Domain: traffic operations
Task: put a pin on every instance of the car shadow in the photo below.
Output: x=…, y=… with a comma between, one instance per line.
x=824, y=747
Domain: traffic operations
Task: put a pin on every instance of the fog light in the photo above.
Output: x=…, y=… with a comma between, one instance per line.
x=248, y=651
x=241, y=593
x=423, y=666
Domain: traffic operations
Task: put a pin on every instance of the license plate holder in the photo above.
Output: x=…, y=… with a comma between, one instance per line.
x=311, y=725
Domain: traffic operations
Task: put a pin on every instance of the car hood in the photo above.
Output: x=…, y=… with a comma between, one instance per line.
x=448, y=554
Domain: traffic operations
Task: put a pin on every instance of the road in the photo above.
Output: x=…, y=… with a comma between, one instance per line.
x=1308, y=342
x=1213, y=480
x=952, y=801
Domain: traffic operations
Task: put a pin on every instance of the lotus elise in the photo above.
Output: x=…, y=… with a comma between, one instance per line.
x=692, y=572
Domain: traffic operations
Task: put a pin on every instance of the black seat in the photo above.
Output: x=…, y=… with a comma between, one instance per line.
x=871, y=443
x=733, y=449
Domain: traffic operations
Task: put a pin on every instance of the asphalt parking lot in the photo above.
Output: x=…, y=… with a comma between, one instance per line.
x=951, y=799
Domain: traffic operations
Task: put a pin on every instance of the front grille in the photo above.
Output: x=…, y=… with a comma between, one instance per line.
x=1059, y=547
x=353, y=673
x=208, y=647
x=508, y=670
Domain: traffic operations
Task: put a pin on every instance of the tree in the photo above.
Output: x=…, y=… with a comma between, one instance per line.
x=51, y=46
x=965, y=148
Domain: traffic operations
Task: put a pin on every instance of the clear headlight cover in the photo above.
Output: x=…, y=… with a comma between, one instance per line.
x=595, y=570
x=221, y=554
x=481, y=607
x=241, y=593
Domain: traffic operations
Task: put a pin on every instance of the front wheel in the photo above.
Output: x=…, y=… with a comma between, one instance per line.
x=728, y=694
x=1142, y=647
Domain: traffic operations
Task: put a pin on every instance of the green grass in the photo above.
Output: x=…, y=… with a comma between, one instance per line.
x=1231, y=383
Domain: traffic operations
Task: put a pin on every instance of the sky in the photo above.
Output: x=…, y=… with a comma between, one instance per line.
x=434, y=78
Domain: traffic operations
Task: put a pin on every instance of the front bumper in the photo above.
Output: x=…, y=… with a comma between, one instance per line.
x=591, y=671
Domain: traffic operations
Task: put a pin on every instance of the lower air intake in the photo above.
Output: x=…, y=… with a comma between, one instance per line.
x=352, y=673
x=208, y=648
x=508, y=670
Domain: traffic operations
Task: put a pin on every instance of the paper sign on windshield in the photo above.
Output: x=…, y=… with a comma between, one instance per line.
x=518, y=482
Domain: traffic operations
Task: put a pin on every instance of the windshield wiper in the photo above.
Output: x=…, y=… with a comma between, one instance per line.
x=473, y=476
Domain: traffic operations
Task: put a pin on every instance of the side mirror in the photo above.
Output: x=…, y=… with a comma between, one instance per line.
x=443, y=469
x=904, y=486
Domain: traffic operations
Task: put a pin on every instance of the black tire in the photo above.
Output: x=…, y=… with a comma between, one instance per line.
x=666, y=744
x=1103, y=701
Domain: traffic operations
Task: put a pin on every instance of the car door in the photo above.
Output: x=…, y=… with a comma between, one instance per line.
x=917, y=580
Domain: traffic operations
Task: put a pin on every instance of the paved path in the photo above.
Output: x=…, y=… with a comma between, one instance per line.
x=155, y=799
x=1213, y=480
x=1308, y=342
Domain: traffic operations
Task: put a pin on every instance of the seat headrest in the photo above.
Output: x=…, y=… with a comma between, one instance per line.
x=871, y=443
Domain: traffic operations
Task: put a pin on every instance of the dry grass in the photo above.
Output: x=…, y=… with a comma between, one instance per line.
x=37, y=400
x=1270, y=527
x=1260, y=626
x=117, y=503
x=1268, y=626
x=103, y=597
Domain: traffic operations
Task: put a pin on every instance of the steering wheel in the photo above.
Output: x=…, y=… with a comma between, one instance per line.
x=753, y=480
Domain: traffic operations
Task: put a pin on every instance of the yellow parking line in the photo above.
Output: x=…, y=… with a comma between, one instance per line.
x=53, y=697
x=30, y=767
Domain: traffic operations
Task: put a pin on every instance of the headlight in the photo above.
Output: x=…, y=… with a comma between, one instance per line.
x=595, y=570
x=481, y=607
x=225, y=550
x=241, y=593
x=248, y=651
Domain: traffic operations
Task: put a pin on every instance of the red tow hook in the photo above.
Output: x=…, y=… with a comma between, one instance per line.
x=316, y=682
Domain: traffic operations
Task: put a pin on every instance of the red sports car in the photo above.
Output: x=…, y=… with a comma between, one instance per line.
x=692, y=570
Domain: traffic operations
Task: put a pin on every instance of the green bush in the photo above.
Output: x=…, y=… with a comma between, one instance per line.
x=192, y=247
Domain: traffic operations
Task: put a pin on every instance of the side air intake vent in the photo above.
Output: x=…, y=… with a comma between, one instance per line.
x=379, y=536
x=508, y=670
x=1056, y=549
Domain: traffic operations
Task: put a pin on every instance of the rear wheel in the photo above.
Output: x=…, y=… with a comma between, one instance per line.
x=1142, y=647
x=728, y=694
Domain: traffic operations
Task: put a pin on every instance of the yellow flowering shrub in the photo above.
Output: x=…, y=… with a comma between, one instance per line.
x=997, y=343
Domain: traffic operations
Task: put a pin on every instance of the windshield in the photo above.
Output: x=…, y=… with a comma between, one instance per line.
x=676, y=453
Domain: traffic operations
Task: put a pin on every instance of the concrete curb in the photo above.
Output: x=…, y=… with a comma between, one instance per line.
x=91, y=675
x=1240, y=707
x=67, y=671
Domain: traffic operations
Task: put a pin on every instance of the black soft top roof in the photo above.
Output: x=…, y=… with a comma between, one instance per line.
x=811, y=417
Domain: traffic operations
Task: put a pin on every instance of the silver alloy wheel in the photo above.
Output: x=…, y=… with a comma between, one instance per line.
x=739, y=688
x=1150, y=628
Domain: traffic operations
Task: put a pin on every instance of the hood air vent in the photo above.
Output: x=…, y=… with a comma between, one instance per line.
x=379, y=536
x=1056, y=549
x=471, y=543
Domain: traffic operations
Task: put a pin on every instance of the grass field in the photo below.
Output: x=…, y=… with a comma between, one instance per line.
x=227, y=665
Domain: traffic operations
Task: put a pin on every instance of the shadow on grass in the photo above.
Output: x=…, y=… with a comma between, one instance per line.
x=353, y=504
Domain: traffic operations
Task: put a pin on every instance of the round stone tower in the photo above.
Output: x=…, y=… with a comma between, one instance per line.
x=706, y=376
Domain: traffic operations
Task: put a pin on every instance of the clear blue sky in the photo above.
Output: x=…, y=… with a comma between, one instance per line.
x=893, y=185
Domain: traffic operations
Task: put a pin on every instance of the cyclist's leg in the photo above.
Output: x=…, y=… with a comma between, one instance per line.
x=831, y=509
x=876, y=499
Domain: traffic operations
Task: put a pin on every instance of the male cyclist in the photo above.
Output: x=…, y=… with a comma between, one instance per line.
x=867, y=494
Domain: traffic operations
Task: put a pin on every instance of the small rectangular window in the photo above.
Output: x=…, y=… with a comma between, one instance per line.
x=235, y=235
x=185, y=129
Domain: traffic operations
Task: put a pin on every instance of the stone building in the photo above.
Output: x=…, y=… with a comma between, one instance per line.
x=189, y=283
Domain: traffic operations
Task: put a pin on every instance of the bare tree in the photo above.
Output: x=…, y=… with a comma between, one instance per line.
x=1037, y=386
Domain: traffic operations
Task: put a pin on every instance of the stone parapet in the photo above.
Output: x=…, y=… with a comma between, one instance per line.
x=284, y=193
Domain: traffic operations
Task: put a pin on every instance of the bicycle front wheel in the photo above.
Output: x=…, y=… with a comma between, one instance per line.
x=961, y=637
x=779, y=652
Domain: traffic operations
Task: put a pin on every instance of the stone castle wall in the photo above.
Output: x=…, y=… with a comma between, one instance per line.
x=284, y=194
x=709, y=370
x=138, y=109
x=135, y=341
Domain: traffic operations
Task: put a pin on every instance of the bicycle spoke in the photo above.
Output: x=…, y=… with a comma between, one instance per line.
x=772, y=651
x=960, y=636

────────────────

Do this:
Return, unchanged, every line from the beginning of the rows above through the line containing "x=448, y=554", including that line.

Response for this exercise:
Domain: traffic operations
Task: put a pin on every instance of the car shadow in the photo below.
Output: x=…, y=… with a comma between, one instance per line.
x=824, y=747
Domain: traffic operations
Task: put a pin on every instance of the fog light in the photo above.
Output: x=…, y=… with a comma between, one instance per line.
x=248, y=651
x=241, y=593
x=423, y=666
Domain: traffic operations
Task: put a pin on every instance of the license plate holder in the photo above.
Output: x=…, y=… with a comma between, one instance per line.
x=311, y=725
Domain: traffic operations
Task: put a pin on every instance of the car hood in the photo above.
Output: x=…, y=… with a comma between, one instance per line.
x=448, y=554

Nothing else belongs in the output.